• PROMPT:
Please read the article on artificial intelligence in medicine and answer this: what does it say a good chunk of time in medical school is spent memorizing?

If only all that information could be directly transferred in a quick upload…
Artificial Intelligence Works For The Medical Field
While a data upload doesn’t apply to humans, artificial intelligence in the health care industry has been able to do just that. The massive volumes of information about human health can be uploaded into machines that sift, sort, analyze, and predict, i.e. diagnose, medical conditions.
Much of practicing medicine is rote memorization of classes of symptoms that relate to specific illnesses, or traits of diseases that match particular viral or bacterial organisms. A good chunk of time in medical school is spent memorizing names, identifiers, and reactions to pathogens. It’s a data download. So, add into the practice the use of machines capable of taking the data and finding patterns, and now there are applicable uses for artificial intelligence in the medical field.

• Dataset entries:
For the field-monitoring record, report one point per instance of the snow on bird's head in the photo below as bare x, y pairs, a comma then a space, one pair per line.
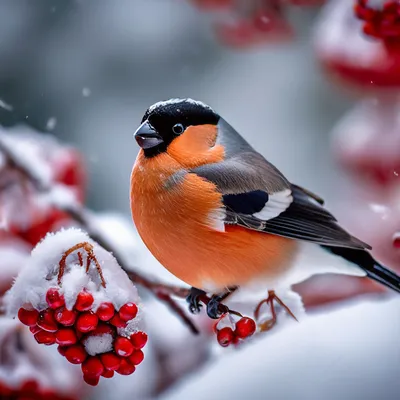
176, 102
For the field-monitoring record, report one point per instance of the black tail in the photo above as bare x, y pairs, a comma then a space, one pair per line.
374, 270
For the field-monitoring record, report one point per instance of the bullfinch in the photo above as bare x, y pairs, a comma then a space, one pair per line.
218, 215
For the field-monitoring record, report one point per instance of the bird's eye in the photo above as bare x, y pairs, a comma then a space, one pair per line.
178, 129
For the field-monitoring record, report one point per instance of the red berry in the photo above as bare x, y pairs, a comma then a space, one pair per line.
86, 322
92, 366
107, 373
62, 350
46, 321
128, 311
5, 392
34, 329
64, 316
91, 380
76, 354
84, 301
28, 317
103, 329
105, 311
225, 336
28, 387
47, 338
117, 321
126, 368
245, 327
66, 337
123, 347
138, 339
136, 357
110, 361
54, 299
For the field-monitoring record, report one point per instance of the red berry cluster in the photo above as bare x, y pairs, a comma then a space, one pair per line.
380, 23
252, 22
244, 328
72, 329
29, 390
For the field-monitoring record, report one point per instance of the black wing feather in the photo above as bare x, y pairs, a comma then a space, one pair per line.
305, 219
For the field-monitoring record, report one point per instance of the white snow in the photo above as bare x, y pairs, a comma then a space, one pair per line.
51, 123
177, 101
86, 92
40, 273
6, 106
346, 354
22, 359
59, 196
98, 344
27, 151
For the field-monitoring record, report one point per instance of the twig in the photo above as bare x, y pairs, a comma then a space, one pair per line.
82, 216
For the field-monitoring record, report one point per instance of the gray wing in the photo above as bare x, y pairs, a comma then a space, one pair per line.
257, 196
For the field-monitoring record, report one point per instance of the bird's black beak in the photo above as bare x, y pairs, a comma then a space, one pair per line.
147, 137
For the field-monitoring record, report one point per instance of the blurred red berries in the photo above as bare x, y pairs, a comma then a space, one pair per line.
242, 329
380, 22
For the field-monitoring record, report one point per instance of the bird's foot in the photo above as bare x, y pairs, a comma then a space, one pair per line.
270, 301
215, 308
194, 300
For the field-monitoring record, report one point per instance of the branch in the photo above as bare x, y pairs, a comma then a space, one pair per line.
82, 216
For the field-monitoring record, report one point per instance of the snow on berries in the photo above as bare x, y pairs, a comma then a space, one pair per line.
72, 293
230, 331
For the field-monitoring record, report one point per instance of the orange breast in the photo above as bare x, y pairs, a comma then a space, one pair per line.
172, 222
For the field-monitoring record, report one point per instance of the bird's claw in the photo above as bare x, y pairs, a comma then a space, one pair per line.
215, 309
194, 300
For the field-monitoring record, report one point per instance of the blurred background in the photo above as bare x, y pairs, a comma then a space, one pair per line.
86, 71
312, 84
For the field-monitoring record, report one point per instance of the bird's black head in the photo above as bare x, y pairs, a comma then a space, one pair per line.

• RESPONSE AREA:
Names, identifiers, and reactions to pathogens.